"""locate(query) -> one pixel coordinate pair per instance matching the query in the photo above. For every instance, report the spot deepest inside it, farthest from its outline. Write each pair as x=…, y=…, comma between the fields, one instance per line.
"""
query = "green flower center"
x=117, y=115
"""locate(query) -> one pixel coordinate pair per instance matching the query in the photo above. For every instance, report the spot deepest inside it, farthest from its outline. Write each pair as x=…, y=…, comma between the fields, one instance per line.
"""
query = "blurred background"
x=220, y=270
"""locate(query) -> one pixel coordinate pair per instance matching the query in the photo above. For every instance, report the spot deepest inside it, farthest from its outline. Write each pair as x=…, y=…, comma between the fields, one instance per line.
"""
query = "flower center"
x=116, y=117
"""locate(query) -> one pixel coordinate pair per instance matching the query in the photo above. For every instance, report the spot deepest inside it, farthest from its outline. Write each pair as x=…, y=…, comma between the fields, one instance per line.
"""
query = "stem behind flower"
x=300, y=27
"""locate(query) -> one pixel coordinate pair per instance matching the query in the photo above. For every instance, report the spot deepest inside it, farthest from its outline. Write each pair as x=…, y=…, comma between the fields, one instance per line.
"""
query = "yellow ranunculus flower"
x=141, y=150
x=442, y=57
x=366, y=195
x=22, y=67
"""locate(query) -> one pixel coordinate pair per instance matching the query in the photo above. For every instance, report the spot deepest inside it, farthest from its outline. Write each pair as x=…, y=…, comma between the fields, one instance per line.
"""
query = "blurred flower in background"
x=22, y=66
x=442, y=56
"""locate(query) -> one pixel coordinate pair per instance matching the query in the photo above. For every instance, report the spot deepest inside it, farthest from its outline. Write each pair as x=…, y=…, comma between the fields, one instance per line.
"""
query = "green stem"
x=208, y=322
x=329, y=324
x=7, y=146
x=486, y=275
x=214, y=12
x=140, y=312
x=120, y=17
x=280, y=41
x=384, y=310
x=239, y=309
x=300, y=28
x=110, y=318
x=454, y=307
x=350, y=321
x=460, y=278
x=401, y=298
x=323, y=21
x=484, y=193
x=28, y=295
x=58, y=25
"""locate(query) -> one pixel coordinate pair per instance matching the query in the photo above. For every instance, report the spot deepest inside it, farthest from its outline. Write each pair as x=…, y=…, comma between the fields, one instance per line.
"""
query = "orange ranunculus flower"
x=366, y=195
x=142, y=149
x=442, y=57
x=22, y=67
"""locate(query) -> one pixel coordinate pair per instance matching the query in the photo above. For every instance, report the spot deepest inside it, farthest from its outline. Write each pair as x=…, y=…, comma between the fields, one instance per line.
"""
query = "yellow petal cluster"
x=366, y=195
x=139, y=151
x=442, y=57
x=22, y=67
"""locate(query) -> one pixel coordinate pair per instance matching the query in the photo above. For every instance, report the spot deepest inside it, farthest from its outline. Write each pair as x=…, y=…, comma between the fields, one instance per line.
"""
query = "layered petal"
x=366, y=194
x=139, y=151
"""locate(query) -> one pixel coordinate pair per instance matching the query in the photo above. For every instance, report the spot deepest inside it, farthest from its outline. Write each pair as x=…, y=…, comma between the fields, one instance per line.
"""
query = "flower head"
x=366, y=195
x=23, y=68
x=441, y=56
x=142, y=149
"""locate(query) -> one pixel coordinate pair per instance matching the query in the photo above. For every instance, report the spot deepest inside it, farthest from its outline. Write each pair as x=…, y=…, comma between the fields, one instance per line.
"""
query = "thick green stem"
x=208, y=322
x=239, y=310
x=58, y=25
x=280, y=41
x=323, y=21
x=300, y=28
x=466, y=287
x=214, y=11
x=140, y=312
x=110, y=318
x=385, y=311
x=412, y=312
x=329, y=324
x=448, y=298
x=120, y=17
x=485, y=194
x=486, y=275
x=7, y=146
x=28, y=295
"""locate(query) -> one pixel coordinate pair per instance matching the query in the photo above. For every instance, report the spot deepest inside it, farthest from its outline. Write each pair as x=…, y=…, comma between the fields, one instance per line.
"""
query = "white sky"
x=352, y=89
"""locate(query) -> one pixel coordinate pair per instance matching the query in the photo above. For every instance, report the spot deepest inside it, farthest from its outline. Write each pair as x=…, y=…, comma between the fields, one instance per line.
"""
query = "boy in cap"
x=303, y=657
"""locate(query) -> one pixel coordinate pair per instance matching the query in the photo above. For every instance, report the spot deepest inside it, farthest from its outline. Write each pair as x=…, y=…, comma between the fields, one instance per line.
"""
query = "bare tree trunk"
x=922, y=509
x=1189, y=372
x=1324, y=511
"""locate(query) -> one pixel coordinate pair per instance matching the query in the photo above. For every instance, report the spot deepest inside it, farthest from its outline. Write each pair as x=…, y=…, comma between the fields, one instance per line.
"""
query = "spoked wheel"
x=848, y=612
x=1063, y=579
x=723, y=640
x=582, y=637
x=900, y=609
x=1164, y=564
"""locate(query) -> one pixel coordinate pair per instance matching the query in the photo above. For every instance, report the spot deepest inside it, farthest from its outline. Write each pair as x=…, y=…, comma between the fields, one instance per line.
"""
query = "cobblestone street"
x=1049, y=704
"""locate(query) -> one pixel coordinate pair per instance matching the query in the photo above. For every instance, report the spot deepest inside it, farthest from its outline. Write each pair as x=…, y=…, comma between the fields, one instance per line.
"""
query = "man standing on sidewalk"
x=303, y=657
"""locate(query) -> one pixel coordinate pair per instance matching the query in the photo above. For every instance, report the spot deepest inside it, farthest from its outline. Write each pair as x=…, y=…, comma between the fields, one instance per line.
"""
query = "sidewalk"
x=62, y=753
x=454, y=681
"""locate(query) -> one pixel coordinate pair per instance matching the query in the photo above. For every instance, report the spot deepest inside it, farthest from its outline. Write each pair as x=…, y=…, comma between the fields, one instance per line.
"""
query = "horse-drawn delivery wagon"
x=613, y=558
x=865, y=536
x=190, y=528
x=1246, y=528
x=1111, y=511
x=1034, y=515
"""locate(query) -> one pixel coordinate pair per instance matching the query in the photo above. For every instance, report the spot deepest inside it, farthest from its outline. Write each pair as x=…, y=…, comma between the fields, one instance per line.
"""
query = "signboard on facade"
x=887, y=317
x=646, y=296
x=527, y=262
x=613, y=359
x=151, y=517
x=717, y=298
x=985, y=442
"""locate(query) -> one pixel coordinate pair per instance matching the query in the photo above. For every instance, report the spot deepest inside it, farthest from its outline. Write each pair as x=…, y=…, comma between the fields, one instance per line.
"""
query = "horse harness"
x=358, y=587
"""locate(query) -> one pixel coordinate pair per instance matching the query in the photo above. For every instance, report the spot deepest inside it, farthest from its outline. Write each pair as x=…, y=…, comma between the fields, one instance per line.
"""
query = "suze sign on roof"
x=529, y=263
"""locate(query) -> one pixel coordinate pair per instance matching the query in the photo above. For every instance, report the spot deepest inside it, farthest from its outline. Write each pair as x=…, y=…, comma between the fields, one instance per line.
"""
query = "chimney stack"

§ **Problem description**: Reproduce all the items, switching every "outline" to "edge" and changing nothing else.

§ **Response to this task**:
"""locate(query) -> one pixel coordinate pair per instance matching the query in the photo above. For every instance, report the spot deepest inside it, farthest from its edge. Write each pair as x=…, y=…, comma between the fields, one instance per line.
"""
query = "green flower center"
x=117, y=115
"""locate(query) -> one pixel coordinate pair per instance matching the query in the photo above. For every instance, report the spot deepest inside it, farthest from its edge. Write each pair as x=…, y=…, comma between the fields, one instance per line.
"""
query = "blurred background"
x=220, y=270
"""locate(query) -> one pixel coordinate pair per instance matching the query in the photo above. For every instance, report the spot deepest inside it, farthest from its edge. Write each pair as x=…, y=…, comma between the fields, one instance per line.
"""
query = "flower center"
x=116, y=117
"""locate(query) -> one pixel coordinate pair per instance matching the query in the photo above. For every instance, report the spot deepest inside it, farthest from its edge. Write each pair as x=…, y=…, comma between the fields, one instance per line.
"""
query = "stem behind flower"
x=300, y=27
"""locate(query) -> one pixel coordinate pair per instance matching the query in the photo above. For every instance, report the spot deepest inside it, farthest from its edge. Write each pair as x=…, y=…, comma between the fields, one instance per line.
"""
query = "yellow ranunculus flower"
x=141, y=150
x=442, y=57
x=366, y=195
x=22, y=67
"""locate(query) -> one pixel coordinate pair per instance matching the query in the photo above. For every instance, report the spot deepest inside it, farthest from its edge. Write each pair as x=…, y=…, comma between the fields, one instance per line.
"""
query = "blurred flower in background"
x=22, y=66
x=442, y=56
"""locate(query) -> one pixel coordinate pair per instance matching the query in the photo above. For every instance, report the spot deepest inside it, farthest from its edge. Write each pair as x=…, y=…, comma between the fields, one instance per line.
"""
query = "green stem"
x=208, y=322
x=329, y=324
x=7, y=146
x=486, y=275
x=214, y=12
x=140, y=312
x=120, y=17
x=280, y=41
x=384, y=310
x=239, y=309
x=300, y=28
x=110, y=318
x=454, y=307
x=350, y=321
x=460, y=278
x=401, y=298
x=323, y=21
x=484, y=193
x=28, y=295
x=58, y=25
"""locate(query) -> one pixel coordinate pair per instance matching the query in the photo above. For every instance, report the spot deepest inside it, farthest from its edge. Write each pair as x=…, y=…, comma between the fields, one instance per line.
"""
query = "orange ranunculus flower"
x=366, y=195
x=142, y=149
x=442, y=57
x=22, y=67
"""locate(query) -> one pixel coordinate pair per instance matching the query in the photo above. For every instance, report the spot deepest inside it, farthest from its edge. Write each pair as x=…, y=…, comma between the fields, one instance per line.
"""
query = "yellow petal cluster"
x=366, y=195
x=139, y=151
x=442, y=57
x=22, y=67
"""locate(query) -> one pixel coordinate pair per instance matching the query in the photo above. For every instance, report the spot deepest inside it, farthest from its edge. Write each pair as x=…, y=…, comma between the fields, one instance per line.
"""
query = "layered petal"
x=366, y=194
x=139, y=151
"""locate(query) -> one pixel coordinate pair per instance matching the query in the photo above. For every instance, report the spot deepest inside it, farthest from its edge. Write each pair as x=…, y=…, comma between the fields, one instance per line.
"""
query = "flower head"
x=366, y=195
x=23, y=68
x=441, y=56
x=142, y=149
"""locate(query) -> one pixel coordinate pair per instance matching the query in the photo above. For every instance, report the spot deepest inside it, farthest from its edge. Write each pair as x=…, y=…, comma between the fields, one instance per line.
"""
query = "thick green stem"
x=208, y=322
x=239, y=310
x=58, y=25
x=280, y=41
x=323, y=21
x=300, y=28
x=466, y=287
x=214, y=11
x=140, y=312
x=110, y=318
x=385, y=311
x=412, y=312
x=329, y=324
x=448, y=298
x=120, y=17
x=485, y=194
x=486, y=275
x=7, y=146
x=28, y=295
"""locate(query) -> one pixel coordinate pair per instance matching the query in the photo above. For every instance, report the spot deepest inside it, farthest from its edge. Write each pair as x=…, y=…, comma between the fields, one instance per line.
"""
query = "white sky"
x=352, y=89
"""locate(query) -> one pixel coordinate pair per instance matching the query in the photo above. For every instance, report the spot deepest inside it, farthest from its edge. Write each pair as x=…, y=…, comma between the fields, one instance per line.
"""
query = "boy in cap"
x=303, y=657
"""locate(query) -> one pixel coordinate pair per instance matching the query in the photo above. For every instance, report the spot deepest inside it, farthest from its edge. Write each pair as x=…, y=…, comma between the fields, one instance per line.
"""
query = "bare tree trunk"
x=922, y=509
x=1189, y=372
x=1324, y=511
"""locate(query) -> one pixel coordinate pair per instance matching the query in the photo above. For every instance, report the spot deepest inside it, farthest from its edge. Write each pair as x=…, y=…, comma between the fields, one instance per line.
"""
query = "spoked wheel"
x=848, y=612
x=1063, y=579
x=723, y=640
x=582, y=637
x=900, y=609
x=1164, y=564
"""locate(query) -> one pixel coordinate pair per instance matching the query in the photo above. For every instance, report the spot deepest inside it, farthest from its edge. Write each pair as x=…, y=…, comma between the fields, one instance per line.
"""
query = "cobblestone street"
x=1049, y=704
"""locate(query) -> one pixel coordinate pair per instance matching the query in the photo above. For every instance, report the spot deepest inside it, farthest from its edge. Write each pair as x=…, y=…, comma between the fields, one instance per line.
"""
query = "man standing on sidewalk"
x=303, y=657
"""locate(query) -> one pixel coordinate pair per instance matching the query in the photo above. For every instance, report the spot deepest inside it, farthest from its edge. Write each pair as x=…, y=…, comma between the fields, one instance per line.
"""
query = "sidewalk"
x=62, y=753
x=454, y=681
"""locate(query) -> one pixel coordinate pair per instance matching the query in the photo above. For every instance, report the spot deepest inside it, farthest from its edge. Write each pair as x=…, y=…, comma between the fields, one instance per line.
"""
query = "horse-drawn delivery wagon"
x=613, y=558
x=865, y=536
x=190, y=528
x=1246, y=528
x=1111, y=511
x=1034, y=515
"""locate(query) -> one pixel coordinate pair per instance matching the query in the photo above. For every instance, report the spot deepest inside it, farthest from its edge. Write each pair as x=…, y=…, comma between the fields, one instance per line.
"""
query = "signboard on facade"
x=887, y=317
x=646, y=296
x=527, y=262
x=613, y=359
x=151, y=517
x=717, y=298
x=985, y=442
"""locate(query) -> one pixel coordinate pair per instance matching the query in the photo above. For every instance, report the spot deepest inside it, farthest from its edge. Write each pair as x=…, y=…, comma between the fields, one instance per line.
"""
query = "horse harness"
x=358, y=587
"""locate(query) -> one pixel coordinate pair per instance matching the query in the photo above. For every instance, report the spot deepest inside it, farthest from its edge. Write each pair as x=…, y=…, comma between the fields, one instance per line.
"""
query = "suze sign on roof"
x=529, y=263
"""locate(query) -> one pixel coordinate pair per instance matching the query in the photo above. For every instance, report the spot deepest inside it, farthest from its edge. Write each pair as x=…, y=…, comma between the fields, one instance per line.
"""
query = "chimney stack"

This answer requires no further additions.